- Task instructions: Find each line in the records below that contains the word "written", and copy those lines.

Records excerpted from a collection:
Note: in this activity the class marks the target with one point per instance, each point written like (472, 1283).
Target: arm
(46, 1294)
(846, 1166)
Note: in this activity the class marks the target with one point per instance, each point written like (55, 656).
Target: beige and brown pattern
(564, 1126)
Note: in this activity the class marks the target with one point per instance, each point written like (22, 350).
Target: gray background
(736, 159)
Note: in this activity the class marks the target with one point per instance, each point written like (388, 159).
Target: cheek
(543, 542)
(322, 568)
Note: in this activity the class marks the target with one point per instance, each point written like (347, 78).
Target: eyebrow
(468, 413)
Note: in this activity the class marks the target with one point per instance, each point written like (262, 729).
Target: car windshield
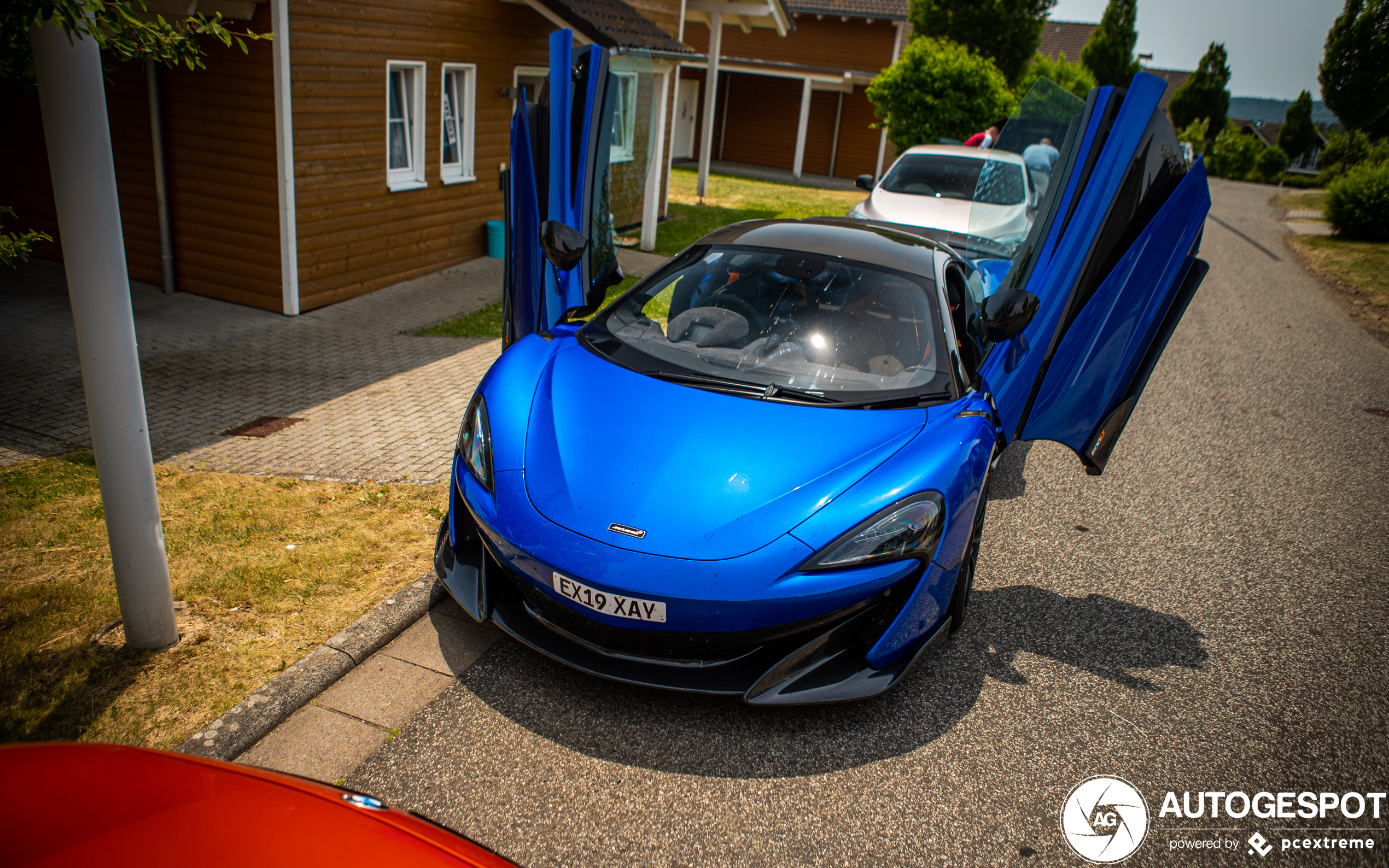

- The completed task:
Note: in this activity the class marks the target with one point per instance, each point written like (472, 1283).
Note: in this activity the class marks the target with one point per instance, each point written like (55, 656).
Note: in this activity the class marks the target with one point per instance, each point written like (22, 350).
Note: in this activity the class marks the target with one point per instance, each point written like (388, 159).
Note: in this activity the class marks the target with one point per instance, each point written like (347, 78).
Note: in this activity the class marks the target with one point per instance, each point written like (262, 729).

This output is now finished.